- [PROBLEM REQUIREMENTS]: Your answer should consist of the lines in the following data that contain "stone".

◇ ◇ ◇ ◇ ◇

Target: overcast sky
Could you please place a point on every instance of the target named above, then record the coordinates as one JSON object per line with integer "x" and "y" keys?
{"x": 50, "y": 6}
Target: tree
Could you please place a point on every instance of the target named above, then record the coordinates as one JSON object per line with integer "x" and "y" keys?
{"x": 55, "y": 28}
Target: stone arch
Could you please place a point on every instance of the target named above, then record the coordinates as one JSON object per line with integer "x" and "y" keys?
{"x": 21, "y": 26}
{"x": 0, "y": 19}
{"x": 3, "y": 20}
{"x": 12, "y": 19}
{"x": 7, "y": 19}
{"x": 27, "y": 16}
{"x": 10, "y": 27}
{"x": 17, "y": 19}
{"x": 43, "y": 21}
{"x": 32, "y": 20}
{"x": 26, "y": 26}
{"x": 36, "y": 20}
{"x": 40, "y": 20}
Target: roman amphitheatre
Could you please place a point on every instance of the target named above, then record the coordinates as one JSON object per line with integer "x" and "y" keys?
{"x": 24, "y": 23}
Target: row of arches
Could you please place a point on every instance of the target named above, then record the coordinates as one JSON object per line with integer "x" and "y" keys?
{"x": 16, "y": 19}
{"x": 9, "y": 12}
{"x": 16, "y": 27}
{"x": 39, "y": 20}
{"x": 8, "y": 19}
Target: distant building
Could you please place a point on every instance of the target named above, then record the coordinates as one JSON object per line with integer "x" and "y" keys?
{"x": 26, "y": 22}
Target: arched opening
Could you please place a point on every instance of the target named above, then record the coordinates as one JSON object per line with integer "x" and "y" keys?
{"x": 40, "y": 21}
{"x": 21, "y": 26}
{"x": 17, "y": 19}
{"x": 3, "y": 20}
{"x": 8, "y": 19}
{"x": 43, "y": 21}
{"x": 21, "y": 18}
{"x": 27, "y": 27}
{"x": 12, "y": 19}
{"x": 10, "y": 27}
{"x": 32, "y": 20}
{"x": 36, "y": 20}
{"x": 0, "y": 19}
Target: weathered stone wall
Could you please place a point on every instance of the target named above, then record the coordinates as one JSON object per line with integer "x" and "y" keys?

◇ ◇ ◇ ◇ ◇

- [RESPONSE]:
Target: stone arch
Target: weathered stone wall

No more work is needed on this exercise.